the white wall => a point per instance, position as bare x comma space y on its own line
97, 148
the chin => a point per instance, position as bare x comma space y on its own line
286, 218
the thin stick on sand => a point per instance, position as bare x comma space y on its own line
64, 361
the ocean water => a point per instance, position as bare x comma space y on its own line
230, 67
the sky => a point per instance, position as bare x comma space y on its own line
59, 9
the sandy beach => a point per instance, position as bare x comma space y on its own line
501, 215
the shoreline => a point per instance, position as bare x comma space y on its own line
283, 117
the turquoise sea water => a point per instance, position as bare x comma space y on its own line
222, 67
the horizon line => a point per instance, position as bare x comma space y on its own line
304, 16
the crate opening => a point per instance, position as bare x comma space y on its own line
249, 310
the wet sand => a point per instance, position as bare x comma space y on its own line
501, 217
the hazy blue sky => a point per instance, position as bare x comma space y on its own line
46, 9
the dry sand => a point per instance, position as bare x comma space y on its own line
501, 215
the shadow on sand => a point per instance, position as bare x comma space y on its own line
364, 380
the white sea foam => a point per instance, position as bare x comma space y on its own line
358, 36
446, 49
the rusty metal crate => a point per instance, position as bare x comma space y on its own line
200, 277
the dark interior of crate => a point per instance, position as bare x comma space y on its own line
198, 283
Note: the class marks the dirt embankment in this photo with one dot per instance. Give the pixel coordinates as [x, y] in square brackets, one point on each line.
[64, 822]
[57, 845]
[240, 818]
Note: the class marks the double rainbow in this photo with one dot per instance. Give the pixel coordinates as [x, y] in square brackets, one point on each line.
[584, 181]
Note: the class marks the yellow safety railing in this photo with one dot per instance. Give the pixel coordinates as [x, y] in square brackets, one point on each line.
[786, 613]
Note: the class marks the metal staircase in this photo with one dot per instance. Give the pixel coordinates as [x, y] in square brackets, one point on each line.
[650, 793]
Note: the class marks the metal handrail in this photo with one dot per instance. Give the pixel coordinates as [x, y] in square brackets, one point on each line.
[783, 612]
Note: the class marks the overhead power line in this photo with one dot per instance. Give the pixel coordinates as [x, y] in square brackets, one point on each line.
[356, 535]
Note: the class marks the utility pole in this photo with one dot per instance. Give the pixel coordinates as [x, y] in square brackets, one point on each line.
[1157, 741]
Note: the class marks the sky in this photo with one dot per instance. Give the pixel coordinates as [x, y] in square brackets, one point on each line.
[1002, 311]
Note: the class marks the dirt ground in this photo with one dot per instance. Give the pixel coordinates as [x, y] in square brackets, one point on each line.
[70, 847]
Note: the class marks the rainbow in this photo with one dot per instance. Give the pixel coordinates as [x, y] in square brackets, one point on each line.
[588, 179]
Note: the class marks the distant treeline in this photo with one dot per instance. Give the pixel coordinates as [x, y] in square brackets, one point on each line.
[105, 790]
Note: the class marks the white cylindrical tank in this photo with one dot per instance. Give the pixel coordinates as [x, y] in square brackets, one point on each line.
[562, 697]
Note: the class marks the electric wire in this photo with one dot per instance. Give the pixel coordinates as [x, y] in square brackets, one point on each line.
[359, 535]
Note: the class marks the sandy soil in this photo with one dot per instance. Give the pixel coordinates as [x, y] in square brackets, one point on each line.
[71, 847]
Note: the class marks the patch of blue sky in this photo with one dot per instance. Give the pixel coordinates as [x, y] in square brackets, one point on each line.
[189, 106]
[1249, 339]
━━━━━━━━━━
The data above is to be restated line for line, word for word.

the white wall => a point per instance, position as bare x comma space y on its own line
97, 148
the chin => a point per instance, position as bare x comma space y on its own line
286, 218
the thin stick on sand => a point per instance, position as bare x comma space y on its own line
64, 361
the ocean water => a point per instance, position as bare x comma space y on its own line
230, 67
the sky => a point per instance, position as bare x comma space y on its own line
59, 9
the sandy beach => a point per instance, position as bare x comma space y on its own line
501, 215
the shoreline => a point per instance, position as bare x comma space y on its own line
283, 117
the turquoise sea water => a point per instance, position as bare x comma space y on its own line
222, 67
the horizon line => a point per instance, position as bare x comma space y on its own line
304, 16
the crate opening => a point per instance, position as bare x comma space y on its own line
249, 310
the wet sand => a point per instance, position as bare x comma space y on its own line
501, 217
the hazy blue sky => a point per instance, position as bare x comma space y on its own line
46, 9
the dry sand => a point per instance, position as bare x comma space y on its own line
501, 215
the shadow on sand => a point per instance, position as bare x comma space y on its own line
364, 380
the white sea foam => a point per instance, position as bare x comma space y on its own line
358, 36
446, 49
the rusty metal crate => a point per instance, position as bare x comma space y on its own line
200, 277
the dark interior of crate => a point per instance, position as bare x comma space y on its own line
198, 283
Note: the class marks the dirt embankment in this photo with one dot per instance. Give the pixel coordinates as [x, y] in square brackets, one point on each line.
[64, 822]
[57, 845]
[240, 818]
Note: the class marks the double rainbow in this photo with one dot per instance. Give the pixel coordinates as [x, y] in square brackets, one point on each line.
[584, 181]
Note: the class marks the yellow safety railing in this photo with one dot per instance. Give the pixel coordinates as [x, y] in square brackets, one point on each line.
[786, 613]
Note: the class marks the metal staircase in this photo with one dot per instance. Give the pixel coordinates as [x, y] in square brackets, one point on each line.
[650, 793]
Note: the class marks the metal handrail in this photo with one dot per instance. Give the pixel coordinates as [x, y] in square brackets, one point on each line.
[783, 612]
Note: the class marks the overhead power line in this photo with one dot per instance. Give the pixel coordinates as [x, y] in square brackets, one point on each line.
[356, 535]
Note: the class marks the utility pole in this photo with one dot per instance. Give the pixel coordinates as [x, y] in square brackets, one point on each line.
[1157, 741]
Note: the class marks the sky in this photo with one dot per instance. Give the pixel coordinates as [x, y] in square brackets, one point on each line.
[1002, 311]
Note: the class marks the dirt ground in this photo with one dot per instance. Give the pixel coordinates as [x, y] in square brackets, one point on each line.
[70, 847]
Note: the class marks the rainbow in this photo with one dot per instance. Give the pixel coordinates as [x, y] in square brackets, one point on each line.
[588, 179]
Note: the class marks the distant treeline in this photo with one dot per instance. Give the pixel coordinates as [x, y] in square brackets, one point on each line.
[105, 790]
Note: the class marks the white cylindrical tank in this photo with one dot per instance. Give the pixel coordinates as [x, y] in square brackets, one point on each line.
[562, 697]
Note: the class marks the electric wire in this photo with one dot per instance. Give the pixel coordinates as [x, y] in square brackets, one point on each line.
[359, 535]
Note: the class marks the sandy soil in this photo with one dot per instance. Give the pixel coordinates as [x, y] in square brackets, one point on each line.
[71, 847]
Note: the class marks the patch of blue sky in this photo with one dot per instance. Give the pixel coordinates as [x, y] in square brackets, one point on each line.
[189, 106]
[1249, 339]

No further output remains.